▶ [Your instructions] Show every row below that contains the word "Target", treating uppercase and lowercase as different.
--- START OF Listed entries ---
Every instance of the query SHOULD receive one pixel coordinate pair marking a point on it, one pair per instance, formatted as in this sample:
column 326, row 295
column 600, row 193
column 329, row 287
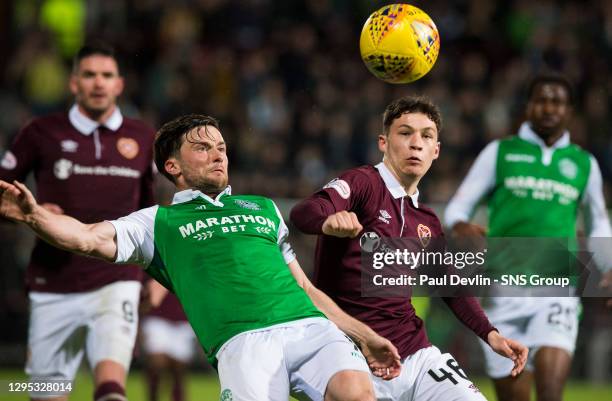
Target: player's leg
--- END OF Listed entries ---
--- START OF Listed entries ---
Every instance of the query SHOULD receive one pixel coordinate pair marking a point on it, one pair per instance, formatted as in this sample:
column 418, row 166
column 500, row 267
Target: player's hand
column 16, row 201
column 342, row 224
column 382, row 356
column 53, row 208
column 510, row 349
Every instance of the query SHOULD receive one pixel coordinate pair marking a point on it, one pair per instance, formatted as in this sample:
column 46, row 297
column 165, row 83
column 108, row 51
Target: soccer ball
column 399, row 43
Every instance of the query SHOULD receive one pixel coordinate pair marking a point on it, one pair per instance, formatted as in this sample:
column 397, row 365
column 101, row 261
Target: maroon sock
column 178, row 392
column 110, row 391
--- END OF Listed entries ---
--- START OF Listed entries ---
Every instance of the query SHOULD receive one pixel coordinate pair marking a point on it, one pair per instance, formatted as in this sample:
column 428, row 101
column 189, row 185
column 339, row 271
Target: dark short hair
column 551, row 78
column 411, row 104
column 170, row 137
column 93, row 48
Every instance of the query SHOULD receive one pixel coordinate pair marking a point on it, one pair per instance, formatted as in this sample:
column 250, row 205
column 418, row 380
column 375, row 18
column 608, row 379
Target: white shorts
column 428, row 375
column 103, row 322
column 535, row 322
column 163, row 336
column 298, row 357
--- END OF Listed entries ---
▶ [Reply]
Target: player's leg
Target: player's hand
Target: soccer ball
Target: maroon sock
Target: dark short hair
Target: white shorts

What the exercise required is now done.